Option-Critic Beta Advantage Question

ShangtongZhang / DeepRL

Modularized Implementation of Deep RL Algorithms in PyTorch

MIT License

3.21k stars 684 forks source link

Option-Critic Beta Advantage Question #73

Closed spacegoing closed 4 years ago

spacegoing commented 4 years ago

Hi Shangtong,

https://github.com/ShangtongZhang/DeepRL/blob/717fe68e7ed00a80c6c52ec9613c9a16dbb37e0c/deep_rl/agent/OptionCritic_agent.py#L101

I would love to know how the value function is calculated here. Why isn't it just V=maxQ rather than the expectation over p(w|s, epsilon)?

Also, should it not be 1 - epsilon + epsilon / q_option.size(1) according to https://github.com/ShangtongZhang/DeepRL/blob/717fe68e7ed00a80c6c52ec9613c9a16dbb37e0c/deep_rl/agent/OptionCritic_agent.py#L34

spacegoing commented 4 years ago

Also, why would here use sampled option rather than max: https://github.com/ShangtongZhang/DeepRL/blob/717fe68e7ed00a80c6c52ec9613c9a16dbb37e0c/deep_rl/agent/OptionCritic_agent.py#L97

ShangtongZhang commented 4 years ago

Hi Shangtong,

https://github.com/ShangtongZhang/DeepRL/blob/717fe68e7ed00a80c6c52ec9613c9a16dbb37e0c/deep_rl/agent/OptionCritic_agent.py#L101

I would love to know how the value function is calculated here. Why isn't it just V=maxQ rather than the expectation over p(w|s, epsilon)?

Also, should it not be 1 - epsilon + epsilon / q_option.size(1) according to

https://github.com/ShangtongZhang/DeepRL/blob/717fe68e7ed00a80c6c52ec9613c9a16dbb37e0c/deep_rl/agent/OptionCritic_agent.py#L34

In L101 I interpret the q value as the Q\Omega in Eq1 in the OC paper (In fact this is wrong as this q value is trained via intra-option q-learning instead of SARSA) corresponding to the epsilon-greedy policy. So v is computed by weighted sum of Q\Omega according to this epsilon-greedy policy. L34 is the weight for the q value corresponding to the greedy action. I think it's equivalent to L101.

**PROBLEMS TO WORK ON**.
1 - Transcribe the portion of the Option-Critic issue thread starting with "In L101 I interpret" and going on through "equivalent to L101.".
2 - Resume the Option-Critic issue thread after its final sentence.

**PROVIDED DATA**.
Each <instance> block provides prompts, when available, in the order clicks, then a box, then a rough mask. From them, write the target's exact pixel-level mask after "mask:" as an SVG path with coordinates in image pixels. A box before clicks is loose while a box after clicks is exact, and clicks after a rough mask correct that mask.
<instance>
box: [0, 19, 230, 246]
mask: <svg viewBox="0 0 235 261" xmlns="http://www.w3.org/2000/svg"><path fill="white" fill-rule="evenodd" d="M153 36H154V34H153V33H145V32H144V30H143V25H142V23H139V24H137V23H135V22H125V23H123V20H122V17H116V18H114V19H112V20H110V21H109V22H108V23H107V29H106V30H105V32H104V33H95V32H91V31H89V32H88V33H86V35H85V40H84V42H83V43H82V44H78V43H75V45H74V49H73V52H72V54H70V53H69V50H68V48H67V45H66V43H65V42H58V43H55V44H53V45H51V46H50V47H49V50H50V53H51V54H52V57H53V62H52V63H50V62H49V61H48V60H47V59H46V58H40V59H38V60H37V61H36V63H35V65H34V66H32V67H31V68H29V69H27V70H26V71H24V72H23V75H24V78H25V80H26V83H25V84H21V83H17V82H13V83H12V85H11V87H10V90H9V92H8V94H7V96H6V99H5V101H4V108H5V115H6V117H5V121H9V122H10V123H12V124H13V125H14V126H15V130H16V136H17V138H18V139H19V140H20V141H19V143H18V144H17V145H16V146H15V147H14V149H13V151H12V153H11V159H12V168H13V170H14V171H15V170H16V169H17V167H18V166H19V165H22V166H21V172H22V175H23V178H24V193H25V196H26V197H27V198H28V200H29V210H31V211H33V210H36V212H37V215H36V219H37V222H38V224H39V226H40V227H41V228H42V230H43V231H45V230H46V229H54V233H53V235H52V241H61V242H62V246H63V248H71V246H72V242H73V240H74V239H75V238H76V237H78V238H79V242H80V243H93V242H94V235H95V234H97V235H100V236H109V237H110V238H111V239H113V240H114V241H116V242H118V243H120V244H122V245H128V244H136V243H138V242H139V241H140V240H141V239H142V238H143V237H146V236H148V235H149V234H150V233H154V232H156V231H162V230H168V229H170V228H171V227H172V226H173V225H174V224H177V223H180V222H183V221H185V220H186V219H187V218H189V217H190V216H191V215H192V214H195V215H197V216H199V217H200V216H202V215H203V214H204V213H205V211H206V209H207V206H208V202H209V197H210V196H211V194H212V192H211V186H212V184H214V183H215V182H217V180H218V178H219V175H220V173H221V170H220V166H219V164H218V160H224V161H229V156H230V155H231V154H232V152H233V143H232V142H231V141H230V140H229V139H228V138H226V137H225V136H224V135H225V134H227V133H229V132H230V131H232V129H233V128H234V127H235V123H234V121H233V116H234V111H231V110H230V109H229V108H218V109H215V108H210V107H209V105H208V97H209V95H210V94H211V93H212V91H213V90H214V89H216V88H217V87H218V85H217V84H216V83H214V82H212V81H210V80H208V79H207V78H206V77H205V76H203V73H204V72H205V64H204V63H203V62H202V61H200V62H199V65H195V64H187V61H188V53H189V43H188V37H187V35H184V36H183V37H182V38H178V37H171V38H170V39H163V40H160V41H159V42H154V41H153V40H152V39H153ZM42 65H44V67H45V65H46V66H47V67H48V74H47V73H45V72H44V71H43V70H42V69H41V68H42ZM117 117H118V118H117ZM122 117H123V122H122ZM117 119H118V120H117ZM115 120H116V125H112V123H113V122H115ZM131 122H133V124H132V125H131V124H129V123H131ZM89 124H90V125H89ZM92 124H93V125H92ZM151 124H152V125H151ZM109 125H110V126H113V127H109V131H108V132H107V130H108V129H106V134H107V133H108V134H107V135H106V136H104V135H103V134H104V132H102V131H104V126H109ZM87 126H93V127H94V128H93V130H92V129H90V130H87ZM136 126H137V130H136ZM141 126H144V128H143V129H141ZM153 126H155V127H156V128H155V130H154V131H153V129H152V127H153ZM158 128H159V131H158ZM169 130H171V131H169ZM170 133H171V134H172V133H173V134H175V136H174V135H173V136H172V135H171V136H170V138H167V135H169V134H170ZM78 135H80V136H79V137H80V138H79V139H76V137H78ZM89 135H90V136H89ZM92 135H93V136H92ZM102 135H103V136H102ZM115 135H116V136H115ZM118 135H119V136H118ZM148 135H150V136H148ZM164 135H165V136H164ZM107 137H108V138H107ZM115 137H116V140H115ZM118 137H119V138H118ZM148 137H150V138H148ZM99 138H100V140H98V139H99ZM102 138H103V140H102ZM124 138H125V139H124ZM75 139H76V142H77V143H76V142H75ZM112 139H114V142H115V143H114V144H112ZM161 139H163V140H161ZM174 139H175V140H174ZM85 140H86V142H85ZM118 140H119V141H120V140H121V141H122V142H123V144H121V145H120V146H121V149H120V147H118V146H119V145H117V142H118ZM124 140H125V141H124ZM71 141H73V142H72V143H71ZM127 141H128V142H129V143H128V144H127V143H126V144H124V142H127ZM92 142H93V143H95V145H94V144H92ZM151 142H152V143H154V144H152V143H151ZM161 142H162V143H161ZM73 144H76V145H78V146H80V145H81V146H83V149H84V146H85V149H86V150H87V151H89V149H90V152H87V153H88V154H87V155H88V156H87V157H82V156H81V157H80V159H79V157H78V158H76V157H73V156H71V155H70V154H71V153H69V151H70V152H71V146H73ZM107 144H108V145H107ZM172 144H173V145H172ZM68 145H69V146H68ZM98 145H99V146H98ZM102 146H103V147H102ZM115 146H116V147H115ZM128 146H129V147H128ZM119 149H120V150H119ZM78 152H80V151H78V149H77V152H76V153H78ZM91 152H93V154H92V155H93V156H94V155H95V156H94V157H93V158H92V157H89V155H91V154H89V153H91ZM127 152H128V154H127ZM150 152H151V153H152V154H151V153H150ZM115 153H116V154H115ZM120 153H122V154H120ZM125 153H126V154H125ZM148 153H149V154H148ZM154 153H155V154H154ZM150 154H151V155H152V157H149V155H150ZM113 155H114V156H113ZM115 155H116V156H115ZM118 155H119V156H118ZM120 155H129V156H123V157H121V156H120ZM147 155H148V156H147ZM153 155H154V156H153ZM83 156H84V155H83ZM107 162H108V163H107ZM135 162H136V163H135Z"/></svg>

**OUTPUTS BY TASK**.
1 -
In L101 I interpret the q value as the Q\Omega in Eq1 in the OC paper (In fact this is wrong as this q value is trained via intra-option q-learning instead of SARSA) corresponding to the epsilon-greedy policy. So v is computed by weighted sum of Q\Omega according to this epsilon-greedy policy. L34 is the weight for the q value corresponding to the greedy action. I think it's equivalent to L101.

2 -
ShangtongZhang commented 4 years ago

Also, why would here use sampled option rather than max: https://github.com/ShangtongZhang/DeepRL/blob/717fe68e7ed00a80c6c52ec9613c9a16dbb37e0c/deep_rl/agent/OptionCritic_agent.py#L97

This is the advantage of an action at an augmented state (state \times option), option is part of this augmented state (see my DAC paper for details about this augmented MDP).

spacegoing commented 4 years ago

Thank you for your reply. After reading your DAC paper I became a fan of you:D Brilliant work mate! I am only recently attracted by reinforcement learning and found it such a fascinating area. If it's possible could you please share your learning path (textbooks etc.)? I found myself lacking of many backgrounds such as augmented MDP and kind of confused where to start. Many thanks!

ShangtongZhang commented 4 years ago

Rich's book -> Martin Puterman's book about MDP -> Neuro Dynamic Programming from Bertsekas

spacegoing commented 4 years ago

Great! Many thanks!